### What the task asks:
Set down exactly the lines from the one containing "Task: indicate the hippo front" through the end of the records below, both included, and nothing else.

### Data excerpts:
::::
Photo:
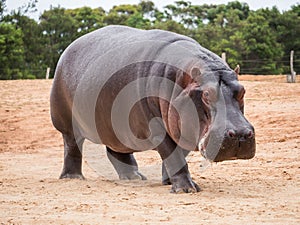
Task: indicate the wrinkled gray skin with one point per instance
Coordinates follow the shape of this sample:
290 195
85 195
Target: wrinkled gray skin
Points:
96 67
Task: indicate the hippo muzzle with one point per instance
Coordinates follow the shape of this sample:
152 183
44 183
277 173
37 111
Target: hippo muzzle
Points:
230 136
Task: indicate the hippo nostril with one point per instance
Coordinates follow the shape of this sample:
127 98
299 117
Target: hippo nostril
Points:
249 134
231 133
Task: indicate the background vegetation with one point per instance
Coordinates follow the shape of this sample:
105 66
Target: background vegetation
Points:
259 41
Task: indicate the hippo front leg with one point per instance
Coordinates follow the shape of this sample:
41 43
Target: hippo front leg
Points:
125 165
175 168
165 176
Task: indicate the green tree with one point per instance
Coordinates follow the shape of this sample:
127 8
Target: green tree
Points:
262 47
31 34
87 19
11 52
59 30
2 8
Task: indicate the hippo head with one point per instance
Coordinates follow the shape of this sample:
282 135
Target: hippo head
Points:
227 134
221 131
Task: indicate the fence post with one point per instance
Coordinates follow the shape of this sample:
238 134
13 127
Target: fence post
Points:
47 73
223 56
293 73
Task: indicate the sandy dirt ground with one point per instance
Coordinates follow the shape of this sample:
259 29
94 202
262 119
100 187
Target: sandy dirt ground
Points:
263 190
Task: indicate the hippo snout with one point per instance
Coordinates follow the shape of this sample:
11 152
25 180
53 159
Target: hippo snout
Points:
243 134
237 144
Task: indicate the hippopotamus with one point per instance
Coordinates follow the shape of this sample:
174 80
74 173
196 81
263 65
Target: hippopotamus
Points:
134 90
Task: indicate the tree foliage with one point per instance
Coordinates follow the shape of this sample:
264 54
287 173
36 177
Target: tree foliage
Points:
260 41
::::
### Solution below:
Task: indicate the hippo front leg with one point per instance
Coordinates follow the shape of this sample:
41 43
Target: hippo front leg
Points:
125 165
175 168
165 176
Task: indicate the green tree with one point per instance
Coordinates follow the shape of this sample:
127 8
Target: green tree
Points:
262 47
31 34
87 19
11 52
59 30
2 8
Task: indicate the hippo head with one point per instance
Coordinates follow the shape of this sample:
282 135
Target: hippo head
Points:
227 134
221 131
Task: indicate the fence post with one point per instance
Coordinates follow the shape of this sample:
238 134
13 127
Target: fence post
Points:
47 73
223 56
293 73
Task: indicate the sandy dirt ground with one point per instance
Coordinates follow the shape of this sample:
259 29
94 202
262 119
100 187
Target: sandy dirt ground
Points:
263 190
Task: indicate the hippo snout with one point per instance
Coordinates follow the shape of this sample:
11 152
25 180
53 159
Target: hippo snout
Points:
243 134
237 144
Task: indicate the hippopotamus with one point per instance
Coordinates follow the shape of this sample:
174 80
74 173
196 81
263 65
Target: hippopotamus
Points:
134 90
Task: indicate the tree foliage with one point per instance
Coordinates follow the shape of this sample:
264 54
287 173
36 177
Target: tree foliage
Points:
260 41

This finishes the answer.